* _Your goal_
Output the entries word for word. Omit images.

* _Input for this task_
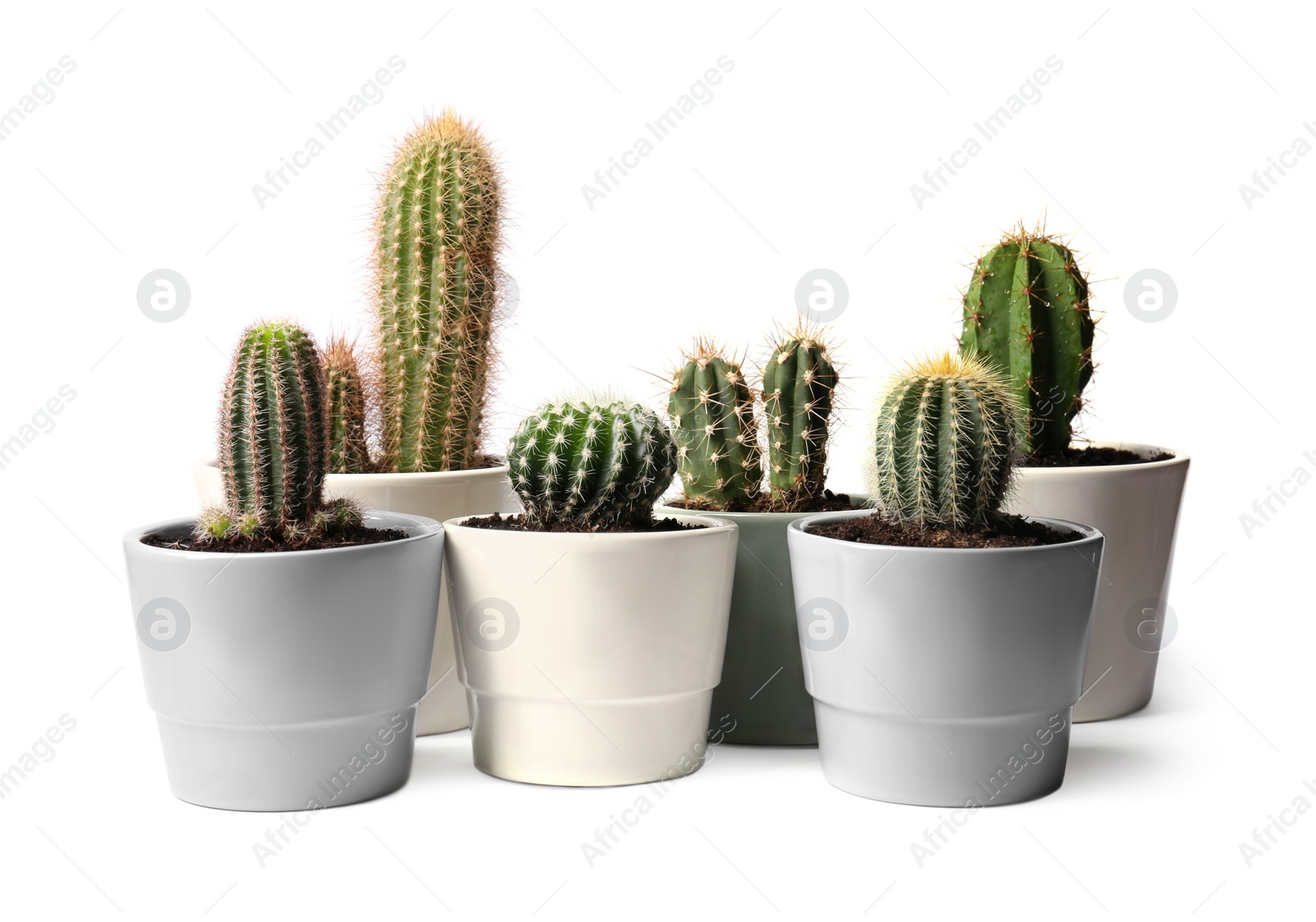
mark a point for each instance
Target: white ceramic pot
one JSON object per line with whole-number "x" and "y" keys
{"x": 286, "y": 680}
{"x": 591, "y": 659}
{"x": 440, "y": 495}
{"x": 1136, "y": 507}
{"x": 943, "y": 676}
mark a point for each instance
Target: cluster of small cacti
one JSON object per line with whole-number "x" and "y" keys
{"x": 438, "y": 237}
{"x": 712, "y": 408}
{"x": 591, "y": 463}
{"x": 273, "y": 442}
{"x": 1026, "y": 312}
{"x": 944, "y": 442}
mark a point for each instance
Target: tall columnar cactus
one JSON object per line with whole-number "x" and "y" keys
{"x": 945, "y": 438}
{"x": 271, "y": 428}
{"x": 712, "y": 413}
{"x": 436, "y": 259}
{"x": 799, "y": 382}
{"x": 345, "y": 408}
{"x": 1026, "y": 312}
{"x": 591, "y": 463}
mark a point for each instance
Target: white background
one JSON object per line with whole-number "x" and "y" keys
{"x": 803, "y": 160}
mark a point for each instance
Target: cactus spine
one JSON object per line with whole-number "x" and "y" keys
{"x": 1026, "y": 312}
{"x": 712, "y": 413}
{"x": 596, "y": 465}
{"x": 436, "y": 257}
{"x": 945, "y": 438}
{"x": 271, "y": 428}
{"x": 798, "y": 386}
{"x": 345, "y": 408}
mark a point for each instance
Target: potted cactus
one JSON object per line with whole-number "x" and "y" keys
{"x": 591, "y": 632}
{"x": 1026, "y": 312}
{"x": 944, "y": 641}
{"x": 719, "y": 419}
{"x": 421, "y": 387}
{"x": 285, "y": 638}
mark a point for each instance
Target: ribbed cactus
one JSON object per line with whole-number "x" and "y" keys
{"x": 1026, "y": 312}
{"x": 712, "y": 415}
{"x": 945, "y": 438}
{"x": 271, "y": 428}
{"x": 345, "y": 408}
{"x": 436, "y": 257}
{"x": 798, "y": 386}
{"x": 591, "y": 463}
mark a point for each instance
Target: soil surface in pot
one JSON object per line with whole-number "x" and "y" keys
{"x": 1092, "y": 456}
{"x": 340, "y": 535}
{"x": 1007, "y": 531}
{"x": 829, "y": 502}
{"x": 502, "y": 522}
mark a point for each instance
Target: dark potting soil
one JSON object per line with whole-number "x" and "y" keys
{"x": 1006, "y": 531}
{"x": 519, "y": 524}
{"x": 829, "y": 502}
{"x": 1092, "y": 456}
{"x": 340, "y": 535}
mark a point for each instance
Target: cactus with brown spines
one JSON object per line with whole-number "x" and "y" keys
{"x": 345, "y": 408}
{"x": 438, "y": 232}
{"x": 1026, "y": 312}
{"x": 273, "y": 445}
{"x": 712, "y": 416}
{"x": 799, "y": 382}
{"x": 944, "y": 443}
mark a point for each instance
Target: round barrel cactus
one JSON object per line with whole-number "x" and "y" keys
{"x": 944, "y": 443}
{"x": 596, "y": 465}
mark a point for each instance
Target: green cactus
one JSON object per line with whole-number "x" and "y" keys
{"x": 712, "y": 415}
{"x": 1026, "y": 312}
{"x": 345, "y": 408}
{"x": 945, "y": 438}
{"x": 598, "y": 465}
{"x": 273, "y": 442}
{"x": 438, "y": 230}
{"x": 799, "y": 382}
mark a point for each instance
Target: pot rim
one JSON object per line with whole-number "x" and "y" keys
{"x": 1091, "y": 535}
{"x": 1181, "y": 458}
{"x": 383, "y": 476}
{"x": 714, "y": 524}
{"x": 860, "y": 502}
{"x": 428, "y": 528}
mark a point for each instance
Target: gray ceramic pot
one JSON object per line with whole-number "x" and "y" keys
{"x": 762, "y": 682}
{"x": 944, "y": 676}
{"x": 287, "y": 680}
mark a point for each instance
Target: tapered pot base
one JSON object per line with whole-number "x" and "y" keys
{"x": 980, "y": 762}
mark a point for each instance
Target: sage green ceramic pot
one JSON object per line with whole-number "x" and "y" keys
{"x": 762, "y": 685}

* _Written answer_
mark a point for each instance
Target: white ceramic pot
one JSON object per line with whole-number "x" and "y" keys
{"x": 286, "y": 680}
{"x": 591, "y": 659}
{"x": 440, "y": 495}
{"x": 1136, "y": 507}
{"x": 943, "y": 676}
mark a point for each instance
Target: cluster of small cacti
one JSON object per line with whole-number "x" and "y" keys
{"x": 438, "y": 237}
{"x": 712, "y": 408}
{"x": 591, "y": 463}
{"x": 273, "y": 442}
{"x": 1026, "y": 312}
{"x": 944, "y": 442}
mark a point for each instance
Target: tall columnar cactus
one JSON object per line with whole-number "x" and "y" keys
{"x": 945, "y": 438}
{"x": 271, "y": 428}
{"x": 712, "y": 413}
{"x": 436, "y": 259}
{"x": 799, "y": 382}
{"x": 345, "y": 408}
{"x": 1026, "y": 312}
{"x": 591, "y": 463}
mark a point for each instance
Target: white background
one JSON object per line with whole-number "x" and "y" keys
{"x": 803, "y": 160}
mark a point for each instance
Target: cactus spine
one JSON object per line with whole-number "x" and "y" keys
{"x": 1026, "y": 312}
{"x": 712, "y": 413}
{"x": 596, "y": 465}
{"x": 436, "y": 257}
{"x": 945, "y": 438}
{"x": 271, "y": 428}
{"x": 798, "y": 386}
{"x": 345, "y": 408}
mark a point for each instance
Target: potted cactus
one JSON object per line with whole-number "x" and "y" keys
{"x": 591, "y": 632}
{"x": 1026, "y": 312}
{"x": 944, "y": 641}
{"x": 719, "y": 419}
{"x": 421, "y": 387}
{"x": 285, "y": 638}
mark a point for each instance
Target: ribbed cactus
one JSON object per line with whole-number "x" and "y" keys
{"x": 1026, "y": 312}
{"x": 712, "y": 415}
{"x": 945, "y": 438}
{"x": 271, "y": 428}
{"x": 345, "y": 408}
{"x": 436, "y": 257}
{"x": 798, "y": 386}
{"x": 591, "y": 463}
mark a point for each instance
Target: soil surface in pot
one JSON object per line with whole-number "x" and "y" keys
{"x": 1092, "y": 456}
{"x": 340, "y": 535}
{"x": 1007, "y": 531}
{"x": 829, "y": 502}
{"x": 502, "y": 522}
mark a point for each instance
Target: dark potting soil
one JSON object per line with whole-number "x" and "y" keys
{"x": 1006, "y": 531}
{"x": 519, "y": 524}
{"x": 829, "y": 502}
{"x": 1092, "y": 456}
{"x": 340, "y": 535}
mark a point for each instance
Target: cactus with brown spines
one JSON object per line with whole-number "x" and "y" keys
{"x": 345, "y": 408}
{"x": 438, "y": 232}
{"x": 1026, "y": 312}
{"x": 273, "y": 445}
{"x": 712, "y": 416}
{"x": 799, "y": 382}
{"x": 944, "y": 443}
mark a point for each instance
Target: round barrel cactus
one JSON object per line with whole-number "x" and "y" keys
{"x": 944, "y": 443}
{"x": 596, "y": 465}
mark a point for each instance
Target: green cactus
one JSON object per line with whole-number "x" and "y" keys
{"x": 712, "y": 415}
{"x": 1026, "y": 312}
{"x": 345, "y": 408}
{"x": 945, "y": 438}
{"x": 598, "y": 465}
{"x": 273, "y": 442}
{"x": 438, "y": 230}
{"x": 799, "y": 382}
mark a point for each instance
Target: pot rim
one JSON object per line with whole-number "x" and "y" keys
{"x": 1091, "y": 535}
{"x": 1181, "y": 458}
{"x": 383, "y": 476}
{"x": 714, "y": 524}
{"x": 860, "y": 502}
{"x": 428, "y": 528}
mark a point for each instance
Target: gray ceramic pot
one JSON object per line with whole-number "x" and "y" keys
{"x": 762, "y": 682}
{"x": 944, "y": 676}
{"x": 287, "y": 680}
mark a point for each instance
Target: tapered pot base
one JSON object per line with whole-number "x" and "y" keys
{"x": 980, "y": 762}
mark a point for each instance
Target: sage green ceramic pot
one JSON object per line with whole-number "x" and "y" keys
{"x": 762, "y": 685}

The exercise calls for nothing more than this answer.